__WHAT TO PRODUCE__
Begin at the line that has "Give every instance of the cream" and stop after the line that has "[[[171,171],[228,171],[220,153],[210,150],[196,148],[184,155]]]". Rewrite only those lines, replacing "cream sweater" with "beige sweater" and leaving everything else unchanged.

Region outline entries

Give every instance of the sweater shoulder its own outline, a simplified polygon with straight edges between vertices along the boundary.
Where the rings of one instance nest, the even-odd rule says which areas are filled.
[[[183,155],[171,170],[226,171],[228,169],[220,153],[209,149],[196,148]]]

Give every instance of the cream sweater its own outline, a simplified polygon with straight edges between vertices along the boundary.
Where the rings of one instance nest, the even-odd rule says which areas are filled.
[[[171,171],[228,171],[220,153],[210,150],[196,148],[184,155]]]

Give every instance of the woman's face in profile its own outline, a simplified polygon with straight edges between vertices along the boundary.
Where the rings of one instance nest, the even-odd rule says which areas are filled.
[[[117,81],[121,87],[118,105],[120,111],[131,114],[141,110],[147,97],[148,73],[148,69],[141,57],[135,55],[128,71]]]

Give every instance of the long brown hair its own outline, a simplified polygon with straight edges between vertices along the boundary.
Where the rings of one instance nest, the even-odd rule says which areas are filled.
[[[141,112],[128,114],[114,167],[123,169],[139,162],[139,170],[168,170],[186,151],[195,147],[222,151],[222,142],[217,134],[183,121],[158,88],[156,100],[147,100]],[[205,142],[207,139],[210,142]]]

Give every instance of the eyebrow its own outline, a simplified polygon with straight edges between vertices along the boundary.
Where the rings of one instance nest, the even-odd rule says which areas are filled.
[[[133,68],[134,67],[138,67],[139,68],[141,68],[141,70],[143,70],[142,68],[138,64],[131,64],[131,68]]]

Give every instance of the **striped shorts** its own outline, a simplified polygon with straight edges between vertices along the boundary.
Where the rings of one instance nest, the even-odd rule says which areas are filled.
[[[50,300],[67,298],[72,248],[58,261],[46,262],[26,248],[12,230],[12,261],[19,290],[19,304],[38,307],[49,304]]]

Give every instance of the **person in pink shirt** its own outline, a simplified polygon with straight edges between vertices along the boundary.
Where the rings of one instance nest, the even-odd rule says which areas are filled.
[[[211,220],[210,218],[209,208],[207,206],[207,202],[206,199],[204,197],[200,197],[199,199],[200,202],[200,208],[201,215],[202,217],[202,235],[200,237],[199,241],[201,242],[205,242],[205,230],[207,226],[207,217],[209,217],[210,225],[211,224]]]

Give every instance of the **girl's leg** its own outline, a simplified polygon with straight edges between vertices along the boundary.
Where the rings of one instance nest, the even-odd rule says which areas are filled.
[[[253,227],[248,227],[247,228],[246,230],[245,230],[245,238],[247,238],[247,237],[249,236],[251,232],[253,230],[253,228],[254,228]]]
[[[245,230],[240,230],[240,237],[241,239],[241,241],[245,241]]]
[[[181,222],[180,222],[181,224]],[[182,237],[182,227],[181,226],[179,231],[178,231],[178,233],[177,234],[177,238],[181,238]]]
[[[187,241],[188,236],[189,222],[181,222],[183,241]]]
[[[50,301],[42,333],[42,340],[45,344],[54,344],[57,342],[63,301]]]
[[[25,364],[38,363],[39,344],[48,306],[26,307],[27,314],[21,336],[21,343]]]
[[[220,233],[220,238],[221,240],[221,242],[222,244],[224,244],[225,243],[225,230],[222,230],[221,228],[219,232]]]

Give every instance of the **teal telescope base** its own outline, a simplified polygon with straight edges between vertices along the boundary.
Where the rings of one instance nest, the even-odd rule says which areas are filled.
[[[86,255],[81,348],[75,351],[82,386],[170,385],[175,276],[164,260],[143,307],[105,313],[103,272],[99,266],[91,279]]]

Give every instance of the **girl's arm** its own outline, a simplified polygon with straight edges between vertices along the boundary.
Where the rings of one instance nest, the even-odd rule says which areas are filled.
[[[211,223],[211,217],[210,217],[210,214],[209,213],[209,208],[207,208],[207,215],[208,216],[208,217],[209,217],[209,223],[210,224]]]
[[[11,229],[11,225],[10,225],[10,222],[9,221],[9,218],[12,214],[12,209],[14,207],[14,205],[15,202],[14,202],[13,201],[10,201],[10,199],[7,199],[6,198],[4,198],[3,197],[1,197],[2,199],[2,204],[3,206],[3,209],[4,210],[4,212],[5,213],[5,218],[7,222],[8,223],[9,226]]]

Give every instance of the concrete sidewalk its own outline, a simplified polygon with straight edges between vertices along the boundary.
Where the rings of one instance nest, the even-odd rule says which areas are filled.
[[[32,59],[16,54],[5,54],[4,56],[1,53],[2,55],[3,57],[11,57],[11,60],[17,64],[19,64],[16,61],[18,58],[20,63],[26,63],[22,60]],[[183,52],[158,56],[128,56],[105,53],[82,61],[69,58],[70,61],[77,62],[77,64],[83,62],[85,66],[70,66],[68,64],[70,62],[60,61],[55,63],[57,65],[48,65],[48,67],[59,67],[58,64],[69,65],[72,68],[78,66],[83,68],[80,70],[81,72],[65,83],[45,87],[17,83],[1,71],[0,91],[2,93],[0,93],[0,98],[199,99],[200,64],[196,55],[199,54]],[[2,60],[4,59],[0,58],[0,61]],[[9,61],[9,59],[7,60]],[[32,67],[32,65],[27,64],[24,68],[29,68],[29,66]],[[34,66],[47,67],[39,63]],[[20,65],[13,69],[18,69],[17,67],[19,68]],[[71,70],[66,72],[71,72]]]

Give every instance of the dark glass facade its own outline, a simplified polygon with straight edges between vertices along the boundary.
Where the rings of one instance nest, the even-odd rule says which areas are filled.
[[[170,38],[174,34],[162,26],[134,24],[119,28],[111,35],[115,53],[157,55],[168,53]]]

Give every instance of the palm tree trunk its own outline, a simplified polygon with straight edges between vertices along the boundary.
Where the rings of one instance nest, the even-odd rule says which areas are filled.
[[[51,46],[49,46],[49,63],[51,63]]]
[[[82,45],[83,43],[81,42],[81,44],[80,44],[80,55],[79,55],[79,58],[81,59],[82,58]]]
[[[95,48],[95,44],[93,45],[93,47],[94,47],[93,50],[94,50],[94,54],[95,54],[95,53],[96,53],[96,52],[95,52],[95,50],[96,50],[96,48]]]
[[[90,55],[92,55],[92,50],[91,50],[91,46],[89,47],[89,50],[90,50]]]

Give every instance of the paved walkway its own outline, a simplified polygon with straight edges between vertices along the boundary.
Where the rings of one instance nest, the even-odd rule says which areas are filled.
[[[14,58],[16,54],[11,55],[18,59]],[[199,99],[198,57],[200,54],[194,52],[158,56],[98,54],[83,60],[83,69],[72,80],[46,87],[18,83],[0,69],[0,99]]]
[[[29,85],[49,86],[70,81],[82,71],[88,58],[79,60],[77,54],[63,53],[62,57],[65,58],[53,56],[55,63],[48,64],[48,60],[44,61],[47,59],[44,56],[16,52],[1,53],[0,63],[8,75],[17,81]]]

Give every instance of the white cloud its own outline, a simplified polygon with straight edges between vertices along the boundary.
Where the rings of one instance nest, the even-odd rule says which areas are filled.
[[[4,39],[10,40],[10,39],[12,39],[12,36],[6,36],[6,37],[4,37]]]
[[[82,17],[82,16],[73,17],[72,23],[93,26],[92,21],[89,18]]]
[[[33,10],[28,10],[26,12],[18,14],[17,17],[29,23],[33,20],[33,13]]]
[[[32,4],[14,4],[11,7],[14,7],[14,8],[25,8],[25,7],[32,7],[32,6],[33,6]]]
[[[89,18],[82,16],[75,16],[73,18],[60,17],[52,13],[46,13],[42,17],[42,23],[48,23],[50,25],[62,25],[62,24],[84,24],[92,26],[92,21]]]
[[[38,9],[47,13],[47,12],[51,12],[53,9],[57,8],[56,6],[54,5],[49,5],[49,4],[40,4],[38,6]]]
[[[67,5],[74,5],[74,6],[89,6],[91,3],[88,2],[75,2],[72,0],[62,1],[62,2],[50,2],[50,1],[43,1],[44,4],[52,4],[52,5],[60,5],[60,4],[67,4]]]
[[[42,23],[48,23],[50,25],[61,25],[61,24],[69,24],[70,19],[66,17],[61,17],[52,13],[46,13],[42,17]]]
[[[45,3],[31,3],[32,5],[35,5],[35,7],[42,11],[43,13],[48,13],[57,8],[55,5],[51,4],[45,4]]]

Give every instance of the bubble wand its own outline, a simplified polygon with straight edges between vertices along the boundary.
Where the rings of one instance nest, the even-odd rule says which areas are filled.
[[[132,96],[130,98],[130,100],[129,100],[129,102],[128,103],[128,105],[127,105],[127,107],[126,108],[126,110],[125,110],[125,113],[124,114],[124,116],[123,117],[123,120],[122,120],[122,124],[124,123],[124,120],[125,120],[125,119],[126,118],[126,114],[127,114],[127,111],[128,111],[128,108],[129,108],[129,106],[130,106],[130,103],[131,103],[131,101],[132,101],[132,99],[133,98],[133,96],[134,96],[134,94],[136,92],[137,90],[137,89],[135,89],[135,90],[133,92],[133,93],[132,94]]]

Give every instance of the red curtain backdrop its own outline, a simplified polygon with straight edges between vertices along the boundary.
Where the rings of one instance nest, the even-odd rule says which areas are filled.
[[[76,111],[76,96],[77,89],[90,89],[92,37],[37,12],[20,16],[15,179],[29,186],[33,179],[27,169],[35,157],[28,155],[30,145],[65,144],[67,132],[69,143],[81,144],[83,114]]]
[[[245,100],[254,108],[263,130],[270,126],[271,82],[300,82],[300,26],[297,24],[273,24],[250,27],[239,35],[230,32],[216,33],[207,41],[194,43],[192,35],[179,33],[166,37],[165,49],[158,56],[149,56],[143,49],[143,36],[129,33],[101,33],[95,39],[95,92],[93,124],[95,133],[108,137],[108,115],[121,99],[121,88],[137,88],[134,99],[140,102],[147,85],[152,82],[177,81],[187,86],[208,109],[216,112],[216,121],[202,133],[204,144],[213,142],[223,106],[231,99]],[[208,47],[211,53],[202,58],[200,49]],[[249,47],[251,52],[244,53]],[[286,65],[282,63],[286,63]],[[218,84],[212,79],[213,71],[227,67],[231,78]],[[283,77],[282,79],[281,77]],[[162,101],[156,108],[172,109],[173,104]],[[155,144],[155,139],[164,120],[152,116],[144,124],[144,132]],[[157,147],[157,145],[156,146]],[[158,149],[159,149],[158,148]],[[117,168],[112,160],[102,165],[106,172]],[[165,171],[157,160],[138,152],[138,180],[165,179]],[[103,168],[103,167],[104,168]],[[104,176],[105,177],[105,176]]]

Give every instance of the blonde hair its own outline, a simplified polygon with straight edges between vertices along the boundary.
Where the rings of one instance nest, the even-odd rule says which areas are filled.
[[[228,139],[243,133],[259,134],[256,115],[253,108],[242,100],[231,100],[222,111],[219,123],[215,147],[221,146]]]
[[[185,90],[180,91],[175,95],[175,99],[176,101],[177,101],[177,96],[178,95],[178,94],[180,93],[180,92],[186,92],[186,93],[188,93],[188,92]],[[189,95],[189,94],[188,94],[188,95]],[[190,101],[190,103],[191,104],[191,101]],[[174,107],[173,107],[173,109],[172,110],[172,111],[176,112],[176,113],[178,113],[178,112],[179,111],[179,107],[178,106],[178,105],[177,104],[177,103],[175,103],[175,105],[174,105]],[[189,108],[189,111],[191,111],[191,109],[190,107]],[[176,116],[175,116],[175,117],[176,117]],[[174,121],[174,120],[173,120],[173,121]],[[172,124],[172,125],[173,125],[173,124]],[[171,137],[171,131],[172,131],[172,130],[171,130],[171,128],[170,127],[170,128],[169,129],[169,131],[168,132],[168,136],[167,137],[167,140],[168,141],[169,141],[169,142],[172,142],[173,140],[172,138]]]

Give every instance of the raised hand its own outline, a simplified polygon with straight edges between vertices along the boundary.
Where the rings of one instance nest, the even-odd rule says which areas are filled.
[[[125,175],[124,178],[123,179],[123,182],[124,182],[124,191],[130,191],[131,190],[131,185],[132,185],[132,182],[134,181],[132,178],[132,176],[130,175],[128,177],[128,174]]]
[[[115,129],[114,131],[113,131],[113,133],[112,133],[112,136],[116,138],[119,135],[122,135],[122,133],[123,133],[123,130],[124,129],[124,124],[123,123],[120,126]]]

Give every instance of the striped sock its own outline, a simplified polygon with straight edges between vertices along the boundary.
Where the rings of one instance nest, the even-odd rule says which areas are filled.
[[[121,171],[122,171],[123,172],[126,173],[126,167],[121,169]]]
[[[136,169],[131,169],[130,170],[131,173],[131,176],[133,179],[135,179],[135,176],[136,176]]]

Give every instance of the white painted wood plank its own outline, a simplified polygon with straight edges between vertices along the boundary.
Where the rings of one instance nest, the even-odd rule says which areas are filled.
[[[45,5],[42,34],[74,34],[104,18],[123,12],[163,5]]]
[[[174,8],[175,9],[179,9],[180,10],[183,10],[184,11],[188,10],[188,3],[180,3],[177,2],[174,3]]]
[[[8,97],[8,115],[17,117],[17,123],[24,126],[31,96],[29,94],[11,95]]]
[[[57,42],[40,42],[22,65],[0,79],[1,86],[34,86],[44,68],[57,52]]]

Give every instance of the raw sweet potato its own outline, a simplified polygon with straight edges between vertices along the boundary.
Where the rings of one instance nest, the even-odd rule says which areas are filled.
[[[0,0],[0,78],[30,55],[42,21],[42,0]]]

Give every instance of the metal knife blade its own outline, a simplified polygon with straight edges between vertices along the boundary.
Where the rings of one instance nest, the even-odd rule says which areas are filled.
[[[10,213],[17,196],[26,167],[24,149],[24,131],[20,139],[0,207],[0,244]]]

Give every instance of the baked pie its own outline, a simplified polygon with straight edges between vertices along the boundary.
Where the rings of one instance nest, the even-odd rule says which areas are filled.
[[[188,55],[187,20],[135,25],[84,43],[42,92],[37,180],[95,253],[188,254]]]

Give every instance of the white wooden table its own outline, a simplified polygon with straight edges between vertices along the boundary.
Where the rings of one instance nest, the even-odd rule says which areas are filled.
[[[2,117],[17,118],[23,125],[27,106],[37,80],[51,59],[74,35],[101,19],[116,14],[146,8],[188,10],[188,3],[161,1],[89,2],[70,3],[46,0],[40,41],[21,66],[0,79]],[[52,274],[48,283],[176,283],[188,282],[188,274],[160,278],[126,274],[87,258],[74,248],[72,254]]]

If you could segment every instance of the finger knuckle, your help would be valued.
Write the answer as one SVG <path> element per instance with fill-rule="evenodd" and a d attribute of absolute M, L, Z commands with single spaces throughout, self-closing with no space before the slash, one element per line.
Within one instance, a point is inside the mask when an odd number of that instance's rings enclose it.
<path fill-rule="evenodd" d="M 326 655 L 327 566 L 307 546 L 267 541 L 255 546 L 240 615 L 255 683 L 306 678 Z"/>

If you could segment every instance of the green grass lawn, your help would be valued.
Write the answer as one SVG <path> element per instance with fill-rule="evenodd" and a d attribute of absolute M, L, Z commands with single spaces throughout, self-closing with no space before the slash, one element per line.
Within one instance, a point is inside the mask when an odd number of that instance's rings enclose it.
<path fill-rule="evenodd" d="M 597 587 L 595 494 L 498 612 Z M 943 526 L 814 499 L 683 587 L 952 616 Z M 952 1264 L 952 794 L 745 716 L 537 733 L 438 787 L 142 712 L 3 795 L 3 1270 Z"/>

__EXERCISE RESPONSE__
Give every instance of the beige sweater its own outline, a simplified polygon with straight edges between vertices along the boundary.
Where the rings of one instance nest, the even-odd rule says which areas are filled.
[[[171,171],[228,171],[220,153],[210,150],[196,148],[184,155]]]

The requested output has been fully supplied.